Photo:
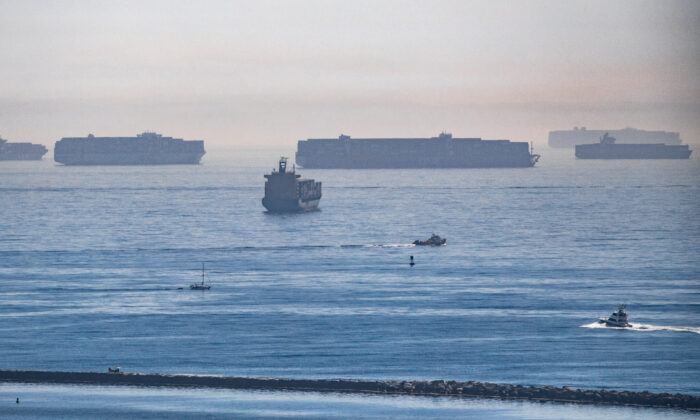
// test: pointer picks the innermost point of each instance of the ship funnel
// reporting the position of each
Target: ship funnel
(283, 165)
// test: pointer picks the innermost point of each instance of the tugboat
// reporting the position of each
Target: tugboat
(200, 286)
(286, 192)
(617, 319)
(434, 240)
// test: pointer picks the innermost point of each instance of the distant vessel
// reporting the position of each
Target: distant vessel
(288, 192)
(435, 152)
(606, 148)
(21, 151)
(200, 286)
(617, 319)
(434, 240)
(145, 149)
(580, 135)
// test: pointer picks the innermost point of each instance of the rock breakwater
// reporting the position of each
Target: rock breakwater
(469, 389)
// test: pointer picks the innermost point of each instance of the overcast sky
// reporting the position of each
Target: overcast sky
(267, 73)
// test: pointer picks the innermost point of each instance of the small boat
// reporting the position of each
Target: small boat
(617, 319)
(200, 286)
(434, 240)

----

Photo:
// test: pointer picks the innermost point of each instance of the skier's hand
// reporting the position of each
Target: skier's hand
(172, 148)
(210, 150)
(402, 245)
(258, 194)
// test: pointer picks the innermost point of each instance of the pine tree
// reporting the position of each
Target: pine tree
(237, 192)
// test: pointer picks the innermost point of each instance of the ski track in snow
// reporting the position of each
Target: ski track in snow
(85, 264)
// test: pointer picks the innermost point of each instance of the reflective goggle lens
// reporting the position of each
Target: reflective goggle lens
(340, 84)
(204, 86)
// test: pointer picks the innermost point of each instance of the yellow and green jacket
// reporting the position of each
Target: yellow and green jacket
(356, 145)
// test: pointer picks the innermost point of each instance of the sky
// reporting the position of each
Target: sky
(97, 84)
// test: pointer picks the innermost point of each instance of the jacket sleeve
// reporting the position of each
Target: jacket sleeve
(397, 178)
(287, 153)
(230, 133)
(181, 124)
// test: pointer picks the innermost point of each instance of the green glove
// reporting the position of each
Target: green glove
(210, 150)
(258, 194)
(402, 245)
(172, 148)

----

From the entries above, pick out and copy every line that contains the string "reflective". Matching is case-sensitive.

// test: pointer picks the innermost point of each instance of the reflective goggle lens
Target: reflective goggle lens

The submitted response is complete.